====== Data for processing ======
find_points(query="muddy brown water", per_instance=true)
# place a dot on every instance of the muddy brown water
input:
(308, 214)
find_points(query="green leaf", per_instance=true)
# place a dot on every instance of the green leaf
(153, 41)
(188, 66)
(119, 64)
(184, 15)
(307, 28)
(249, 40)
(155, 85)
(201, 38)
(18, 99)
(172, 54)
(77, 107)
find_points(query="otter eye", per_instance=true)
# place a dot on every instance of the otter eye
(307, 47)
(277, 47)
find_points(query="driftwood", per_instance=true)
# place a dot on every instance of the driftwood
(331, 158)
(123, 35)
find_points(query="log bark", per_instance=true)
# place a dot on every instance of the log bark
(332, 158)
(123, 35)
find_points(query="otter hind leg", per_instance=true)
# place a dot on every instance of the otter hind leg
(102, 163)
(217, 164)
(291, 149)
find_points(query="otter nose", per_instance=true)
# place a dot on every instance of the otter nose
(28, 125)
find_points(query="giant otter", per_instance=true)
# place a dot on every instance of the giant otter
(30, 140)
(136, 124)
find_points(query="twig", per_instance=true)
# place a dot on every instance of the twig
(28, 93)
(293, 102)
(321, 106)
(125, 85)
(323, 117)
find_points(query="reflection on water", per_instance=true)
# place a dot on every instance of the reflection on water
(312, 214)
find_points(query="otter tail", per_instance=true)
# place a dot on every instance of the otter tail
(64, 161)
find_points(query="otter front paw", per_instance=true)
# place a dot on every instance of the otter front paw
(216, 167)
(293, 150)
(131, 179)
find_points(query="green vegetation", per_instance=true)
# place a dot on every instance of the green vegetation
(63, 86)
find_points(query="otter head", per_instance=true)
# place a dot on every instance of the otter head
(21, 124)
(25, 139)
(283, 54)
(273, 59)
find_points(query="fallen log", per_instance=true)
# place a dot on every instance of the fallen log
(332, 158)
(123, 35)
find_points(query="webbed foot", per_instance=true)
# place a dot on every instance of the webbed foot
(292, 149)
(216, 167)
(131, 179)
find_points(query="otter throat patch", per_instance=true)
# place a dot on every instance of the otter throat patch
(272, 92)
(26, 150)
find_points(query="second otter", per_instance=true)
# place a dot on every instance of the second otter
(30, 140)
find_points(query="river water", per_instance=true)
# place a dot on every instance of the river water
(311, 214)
======
:: Your instructions ::
All of the data needs to be printed once more, exactly.

:: Solved exercise ::
find_points(query="muddy brown water", per_instance=true)
# place a dot on every instance of the muddy brown water
input:
(308, 214)
find_points(query="green leaf", per_instance=true)
# place a dot on every instance of the green leaf
(153, 41)
(188, 66)
(119, 64)
(184, 15)
(307, 28)
(249, 40)
(155, 85)
(201, 38)
(18, 99)
(172, 54)
(77, 107)
find_points(query="otter eye", per_instance=true)
# place a dot on every instance of the otter eye
(307, 47)
(277, 47)
find_points(query="driftwood", per_instance=true)
# place a dot on every instance of the driftwood
(331, 158)
(123, 35)
find_points(query="log bark", per_instance=true)
# place a dot on every instance of the log bark
(332, 158)
(123, 35)
find_points(query="otter hind leg", per_instance=true)
# place a dot on every instance of the otter hind leg
(102, 163)
(217, 164)
(291, 149)
find_points(query="otter nose", per_instance=true)
# place a dot on every instance of the otter nose
(28, 125)
find_points(query="giant otter", per_instance=true)
# place a dot on every instance of the giant otter
(30, 140)
(136, 124)
find_points(query="twig", per_instance=true)
# place a dot on every instance of the twig
(28, 93)
(293, 102)
(321, 106)
(125, 85)
(323, 117)
find_points(query="reflection on water", per_instance=true)
# place a dot on every instance of the reflection on water
(312, 214)
find_points(query="otter tail", per_instance=true)
# place a dot on every instance of the otter tail
(64, 161)
find_points(query="otter front paw", per_instance=true)
# place a dot on every instance of the otter front paw
(216, 167)
(293, 150)
(131, 179)
find_points(query="green vegetation", per_instance=true)
# place a dot on every instance of the green vegetation
(63, 86)
find_points(query="otter head", per_instance=true)
# place a dot on every instance of the otter head
(21, 124)
(25, 139)
(283, 54)
(273, 59)
find_points(query="fallen log", per_instance=true)
# place a dot on every instance of the fallen log
(332, 158)
(123, 35)
find_points(query="webbed foot", per_instance=true)
# place a dot on every instance of the webbed foot
(292, 149)
(216, 167)
(131, 179)
find_points(query="otter throat patch", per_instance=true)
# place a dot on every instance of the otter throat patch
(272, 92)
(26, 150)
find_points(query="second otter", per_instance=true)
# place a dot on every instance of the second otter
(30, 140)
find_points(query="river water", per_instance=true)
# place a dot on every instance of the river water
(311, 214)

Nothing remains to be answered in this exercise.